◆ PAGE EXTRACT:
************

# Aquatics Live 2012



## sussex_cichlids (9 Jan 2012)

Oh Yes it going happen again 

Aquatics Live 2012 will take place in the brand new West Hall at Olympia on 10th & 11th November.

http://www.aquatics-live.com/

I wont be missing that last years was fantastic


----------



## Antipofish (9 Jan 2012)

sussex_cichlids said:
			
		

> Oh Yes it going happen again
> 
> Aquatics Live 2012 will take place in the brand new West Hall at Olympia on 10th & 11th November.
> 
> ...




+1 there mate   I didn't know about last years until after the event as I only got back into the hobby recently.  11 months to go. . . . 

Are there any other aquatic events worth visiting ?


----------



## George Farmer (9 Jan 2012)

I'll be in Bastion, Afghanistan. Gutted I can't make it.


----------



## BigTom (9 Jan 2012)

For the first time in 3 years I'll actually be on the mainland in November. Tempted!


----------



## George Farmer (9 Jan 2012)

Hopefully they'll be another aquascaping contest, so keep your eyes peeled if you're interested in entering. It was the highlight of the show for many attendees last year.


----------



## Tony Swinney (9 Jan 2012)

Great news - and the date is better too as not my wedding anniversary !

If I can just get someone responsible to look after the dogs, I'll be there throughout this time  

Tony


----------



## Antipofish (9 Jan 2012)

************

◆ GIVEN INFORMATION:
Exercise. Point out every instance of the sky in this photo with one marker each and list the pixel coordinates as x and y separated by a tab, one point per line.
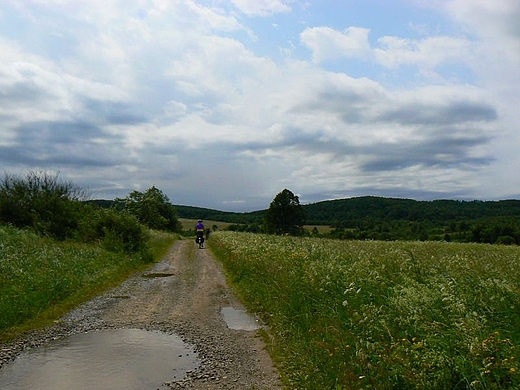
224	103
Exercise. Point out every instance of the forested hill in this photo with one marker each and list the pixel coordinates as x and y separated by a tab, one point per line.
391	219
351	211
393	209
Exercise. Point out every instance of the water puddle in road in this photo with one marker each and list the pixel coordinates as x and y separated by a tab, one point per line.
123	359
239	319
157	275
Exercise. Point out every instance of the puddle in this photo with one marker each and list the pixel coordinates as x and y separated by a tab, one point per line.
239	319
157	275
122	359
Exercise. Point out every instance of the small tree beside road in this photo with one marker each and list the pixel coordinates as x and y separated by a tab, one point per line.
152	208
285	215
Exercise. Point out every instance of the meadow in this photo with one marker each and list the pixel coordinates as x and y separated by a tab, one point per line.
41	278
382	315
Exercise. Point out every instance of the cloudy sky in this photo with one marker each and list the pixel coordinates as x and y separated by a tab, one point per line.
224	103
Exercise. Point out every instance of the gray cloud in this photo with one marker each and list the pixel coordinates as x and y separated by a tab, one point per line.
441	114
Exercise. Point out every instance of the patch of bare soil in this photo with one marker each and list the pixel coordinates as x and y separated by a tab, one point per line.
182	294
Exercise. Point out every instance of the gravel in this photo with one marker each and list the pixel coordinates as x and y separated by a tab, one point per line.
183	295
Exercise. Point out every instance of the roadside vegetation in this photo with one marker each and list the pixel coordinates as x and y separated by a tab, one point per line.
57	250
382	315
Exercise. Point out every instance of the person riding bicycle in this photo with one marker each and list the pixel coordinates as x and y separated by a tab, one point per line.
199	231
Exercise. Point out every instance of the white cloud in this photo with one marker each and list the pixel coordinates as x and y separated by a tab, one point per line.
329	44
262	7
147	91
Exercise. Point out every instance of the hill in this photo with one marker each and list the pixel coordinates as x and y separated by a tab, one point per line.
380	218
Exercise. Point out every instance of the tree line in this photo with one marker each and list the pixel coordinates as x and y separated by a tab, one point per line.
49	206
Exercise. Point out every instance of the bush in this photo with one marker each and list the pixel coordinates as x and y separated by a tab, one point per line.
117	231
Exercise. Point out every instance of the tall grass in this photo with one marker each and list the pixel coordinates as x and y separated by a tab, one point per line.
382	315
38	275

************

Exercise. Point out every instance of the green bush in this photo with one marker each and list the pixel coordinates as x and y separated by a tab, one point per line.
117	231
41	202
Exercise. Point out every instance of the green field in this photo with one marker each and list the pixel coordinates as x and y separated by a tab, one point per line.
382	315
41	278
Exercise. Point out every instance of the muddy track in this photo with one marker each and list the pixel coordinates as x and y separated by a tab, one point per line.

************

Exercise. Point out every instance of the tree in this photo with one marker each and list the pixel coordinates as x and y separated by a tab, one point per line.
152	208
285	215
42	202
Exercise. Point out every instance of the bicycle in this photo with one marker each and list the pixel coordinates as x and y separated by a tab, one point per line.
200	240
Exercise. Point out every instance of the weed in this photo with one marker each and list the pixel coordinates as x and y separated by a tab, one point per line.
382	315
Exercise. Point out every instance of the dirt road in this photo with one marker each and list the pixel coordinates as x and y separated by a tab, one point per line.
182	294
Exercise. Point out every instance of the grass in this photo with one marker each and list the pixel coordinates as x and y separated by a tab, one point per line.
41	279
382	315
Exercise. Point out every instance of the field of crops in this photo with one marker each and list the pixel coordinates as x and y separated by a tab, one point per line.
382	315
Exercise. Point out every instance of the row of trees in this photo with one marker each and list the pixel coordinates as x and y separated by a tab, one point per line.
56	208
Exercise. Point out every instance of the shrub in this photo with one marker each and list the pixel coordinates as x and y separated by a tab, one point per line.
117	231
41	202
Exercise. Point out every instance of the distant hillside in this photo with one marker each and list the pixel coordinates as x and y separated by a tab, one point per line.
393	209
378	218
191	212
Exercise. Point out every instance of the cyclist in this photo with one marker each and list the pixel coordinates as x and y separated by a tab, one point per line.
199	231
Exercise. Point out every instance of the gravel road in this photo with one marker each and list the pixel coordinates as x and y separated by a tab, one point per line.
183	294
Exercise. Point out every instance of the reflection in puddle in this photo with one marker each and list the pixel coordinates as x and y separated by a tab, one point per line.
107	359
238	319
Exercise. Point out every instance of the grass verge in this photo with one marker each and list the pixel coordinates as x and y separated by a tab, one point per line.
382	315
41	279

************

◆ PROBLEM TO SOLVE: Continue the Aquatics Live 2012 forum thread from the point where it stops. The material plays no role here.

◆ ANSWER FOR THIS EXERCISE:
Tony Swinney said:
			
		

> Great news - and the date is better too as not my wedding anniversary !
> 
> If I can just get someone responsible to look after the dogs, I'll be there throughout this time
> 
> Tony



Tony what dogs do you have ? I can recommend someone but I don't know if Cobham might be too far for him.  He does go far and wide and I trust him fully with our Working Cocker Spaniel.  He is known as "The Springer Man" and is an dog behaviourist and also takes them in, either for the day for walks, or overnights too.  Cannot recommend him enough.


----------



## LondonDragon (10 Jan 2012)

Looking forward to it already


----------



## Westyggx (10 Jan 2012)

Defo going to this this year


----------



## Ady34 (11 Jan 2012)

Ill be there, might even bring the missus and the kids!!


----------



## Emyr (11 Jan 2012)

Will definitely be checking this one out!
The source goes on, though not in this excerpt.